**Exercise task A**
Copy the passage on data partitioning word for word, starting at "select count(x) from" and ending at "to 9 in 5_10.".
※ ※ ※
Data Partitioning

In distributed systems, data partitioning is a technique that splits large datasets into smaller chunks based on certain rules. These chunks are then distributed across different nodes or servers for query optimization and resource management.

Benefits of Data Partitioning

A well-designed data partitioning strategy offers several key advantages:

  • Improved Query Performance: Querying with partitioning columns allows the system to scan only relevant partitions, avoiding costly full table scans.
  • Easier Maintenance: Partitioning makes large tables more manageable with small chunks. Routine database tasks like backup, restore, and data migration can be coordinated more effectively by retrieving smaller units.
  • Optimized Resource Utilization: By distributing data across multiple nodes, a single task can be broken down into multiple subtasks, each executed on different nodes. Such parallelism harnesses the power of distributed computing, improving processing speed and overall system performance.

Partition Type and Scheme

When creating a database in DolphinDB, you can define how the data within the database is partitioned by specifying two key elements: the partition type and the partition scheme.

DolphinDB databases support the following basic partition types: RANGE, HASH, VALUE, LIST. To achieve more flexible data partitioning, DolphinDB also supports composite partitioning (COMPO), which combines two or three dimensions of partition types.

The partition scheme defines the range, set of values, or number of buckets that establishes the scope or boundaries for dividing data based on one or more specific columns, i.e., partitioning columns.

In following sections, we'll explore various partitioning strategies and demonstrate how to create databases (with database function) with different partition types.

Note:

  • Before proceeding, make sure that you have administrator access or the DB_OWNER privilege (which can be checked with the getUserAccess function). If you do not have the necessary permissions, please contact the administrator for authorization. Alternatively, login with the default admin account using login(`admin,`123456).

Range Partitioning

Range partitioning is suitable for storing time series data, or continuous numerical data. Partitions of the RANGE type are defined by ranges where the boundaries are two consecutive elements from the partition scheme vector. The starting value is inclusive, while the ending value is exclusive.

For example, to create a database db with 2 partitions: [0,5) and [5,10), specify partitionScheme = 0 5 10. Then, create a partitioned table with the partitioning column ID in db.

n=1000000
ID=rand(10, n)
x=rand(1.0, n)
t=table(ID, x)
db=database("dfs://rangedb", RANGE,  0 5 10)

pt = db.createPartitionedTable(t, `pt, `ID)
pt.append!(t)

pt=loadTable(db,`pt)
select count(x) from pt;

Once data is appended to pt, the system will organize it based on the ID values: records with ID values ranging from 0 to 4 will be stored in partition 0_5 and 5 to 9 in 5_10.
※ ※ ※
**Exercise task B**
Repeat the records below verbatim, line for line, and leave the pictures out of your answer.

**Location identification entries**
※ ※ ※
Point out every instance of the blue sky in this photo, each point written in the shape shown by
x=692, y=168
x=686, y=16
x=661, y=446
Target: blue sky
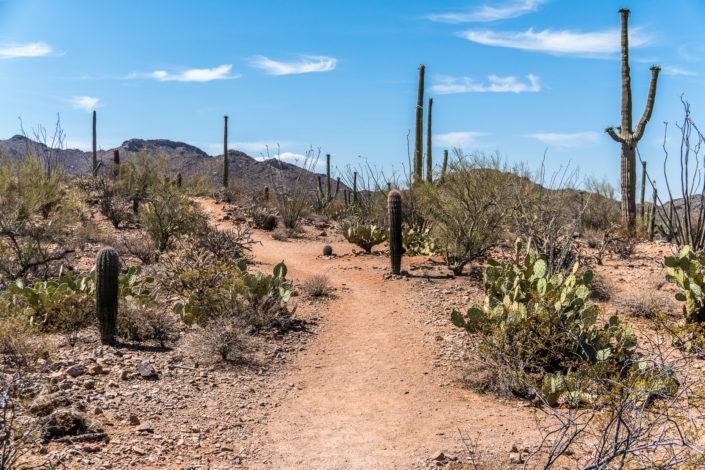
x=514, y=76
※ ※ ※
**Written reply A**
select count(x) from pt;

Once data is appended to pt, the system will organize it based on the ID values: records with ID values ranging from 0 to 4 will be stored in partition 0_5 and 5 to 9 in 5_10.

**Written reply B**
Point out every instance of the blue sky in this photo, each point written in the shape shown by
x=692, y=168
x=686, y=16
x=661, y=446
Target: blue sky
x=514, y=76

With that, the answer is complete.